##### Document passage #####

Justin Audibert is a brilliant young director whose career has taken him from Sheffield University to West Yorkshire Playhouse, via Told by an Idiot to the RSC and National Theatre Studio and now his latest production of Terrence Rattigan’s Flare Path visits Blackpool Grand Theatre at the end of February.

Recently seen in London’s West End, this major revival is produced by the Original Theatre Company who were behind the hit touring production of Birdsong. Having worked with Justin on previous projects, I was keen to find out more about what had drawn him to direct this play for the second time and how he feels about the tour – I gave him a ring and, as he remains one of the nicest people in theatre, he was happy to chat…

I really enjoyed coming back to it, a new cast brings a whole new energy and a range of different interpretations but even though it’s only been six months since I last worked on it – you are a new artist – you’re doing a completely different job so it never feels like you’re doing the same things again – you’re not.

Paul Hunter says ‘never try and make the same show twice’ – I’m inspired by that so I’m always doing something different in some shape or form. My job as a director is to be inside the world of the play; to get inside the writers head, to feel and think what they do and base your decisions on that. When I did The Jew of Malta for the RSC recently – I spent a lot of time thinking ‘What would Marlowe do?’ I literally woke up at 2am with an answer one time!

With Terence Rattigan it’s a much more delicate sensibility – it’s as much about what is not said as what is said; he is a master craftsman of a playwright, he writes beautifully constructed and accurately detailed set pieces.

#####

• [Task list]
• 1. Print the passage of the Flare Path interview from "I really enjoyed" to "again – you’re not.".
• 2. In the Flare Path interview, which company produces the revival?
• 3. Condense the paragraph of the Flare Path interview that begins "Paul Hunter says" into a short list of its main points.
The listing comes from a separate source.

##### Data rows #####

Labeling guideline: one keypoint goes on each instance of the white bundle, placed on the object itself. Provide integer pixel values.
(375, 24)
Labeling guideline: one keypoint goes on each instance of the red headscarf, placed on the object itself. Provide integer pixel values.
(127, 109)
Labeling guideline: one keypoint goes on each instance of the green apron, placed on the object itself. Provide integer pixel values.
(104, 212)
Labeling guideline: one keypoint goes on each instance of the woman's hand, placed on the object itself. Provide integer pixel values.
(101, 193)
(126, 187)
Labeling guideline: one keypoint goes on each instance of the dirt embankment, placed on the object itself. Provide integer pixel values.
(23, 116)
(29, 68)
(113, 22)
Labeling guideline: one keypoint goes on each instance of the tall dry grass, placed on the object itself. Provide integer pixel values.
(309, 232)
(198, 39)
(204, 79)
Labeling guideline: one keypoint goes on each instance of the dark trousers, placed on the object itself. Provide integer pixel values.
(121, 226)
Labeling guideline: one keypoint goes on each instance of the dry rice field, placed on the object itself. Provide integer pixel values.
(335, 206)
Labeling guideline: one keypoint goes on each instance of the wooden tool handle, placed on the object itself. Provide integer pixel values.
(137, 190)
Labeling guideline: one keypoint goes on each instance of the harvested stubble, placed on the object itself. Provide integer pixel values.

#####

• [Solutions to the exercise]
• 1.
I really enjoyed coming back to it, a new cast brings a whole new energy and a range of different interpretations but even though it’s only been six months since I last worked on it – you are a new artist – you’re doing a completely different job so it never feels like you’re doing the same things again – you’re not.

• 2. The Original Theatre Company.

• 3.
- Paul Hunter's advice, "never try and make the same show twice," inspires the director to always do something different.
- He sees a director's job as getting inside the world of the play and the writer's head, and basing decisions on what the writer would feel and think.
- While directing The Jew of Malta for the RSC, he often asked himself "What would Marlowe do?" and once woke at 2am with an answer.